* **TEXTO EXTRAÍDO**
------------------------------------------------------------

Passei toda minha adolescência me
autodeclarando niilista e iconoclasta. Adorava discordar das
unanimidades e escarnecer dos ídolos adorados por todos. Tinha
verdadeiro prazer nisso. Nunca recebendo impressões dos outros, sem
ter contato com a crítica especializada, sempre tirava minhas
próprias conclusões a partir de minhas observações. Não tinha
muito acesso a informação, de modo que, ao ouvir um cantor ou banda
(invariavelmente sem saber seu nome), realizava uma audição
totalmente isenta, livre de qualquer dado que viesse a tendenciar
minha opinião crítica. E o que gostava ainda mais era descobrir
antes de todo mundo um talento, alguém ou algo que viesse a fazer
sucesso ou ser bem conhecido. Isso me enchia de orgulho, pois
comprovava meu faro para talentos brutos ou ignorados. Na
mesma medida, rejeitava alguém ou algo que estava na boca do povo.
Sentia verdadeira aversão, antes mesmo de conhecer o objeto de
veneração pública. Só depois de tal coisa cair no esquecimento é
que me aproximava e a examinava bem, e, se fosse o caso, dava meu
crédito.
Não
sou mais adolescente, mas ainda guardo comigo essa característica –
um pouco esmaecida, talvez. Absorvendo conhecimento de diversas
fontes, passei a admirar certos ídolos baseado no que descobri a
respeito deles (ou de experiências que tive) e também abandonei o
espírito do niilismo (por julgá-lo uma tentativa pouco prática de
solução de problemas). Continuo partidário de minhas descobertas e
avaliações, sentindo grande satisfação quando algum crítico
reconhecido corrobora minha nota preliminar. Sim, ainda sinto repúdio
em relação à celebração massiva de algo. E creio que essa última
característica tem gerado uma imagem incongruente de mim mesmo
perante os que acompanham meus posicionamentos à certa distância.

------------------------------------------------------------

* **LINHAS DE DADOS**
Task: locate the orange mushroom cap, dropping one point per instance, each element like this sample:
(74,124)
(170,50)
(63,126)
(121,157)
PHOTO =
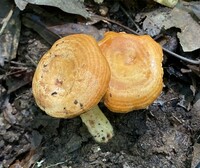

------------------------------------------------------------

* **EXERCÍCIOS**
1/ Segundo o texto extraído, por que motivo o espírito do niilismo foi abandonado?
2/ Reproduza literalmente um trecho do texto extraído, iniciando nas palavras "Passei toda minha" e encerrando após as palavras "boca do povo.".
A listagem não guarda relação alguma com o texto extraído.

* **RESPOSTAS EM SEQUÊNCIA**
1/ Por ter sido julgado uma tentativa pouco prática de solução de problemas.

2/
Passei toda minha adolescência me
autodeclarando niilista e iconoclasta. Adorava discordar das
unanimidades e escarnecer dos ídolos adorados por todos. Tinha
verdadeiro prazer nisso. Nunca recebendo impressões dos outros, sem
ter contato com a crítica especializada, sempre tirava minhas
próprias conclusões a partir de minhas observações. Não tinha
muito acesso a informação, de modo que, ao ouvir um cantor ou banda
(invariavelmente sem saber seu nome), realizava uma audição
totalmente isenta, livre de qualquer dado que viesse a tendenciar
minha opinião crítica. E o que gostava ainda mais era descobrir
antes de todo mundo um talento, alguém ou algo que viesse a fazer
sucesso ou ser bem conhecido. Isso me enchia de orgulho, pois
comprovava meu faro para talentos brutos ou ignorados. Na
mesma medida, rejeitava alguém ou algo que estava na boca do povo.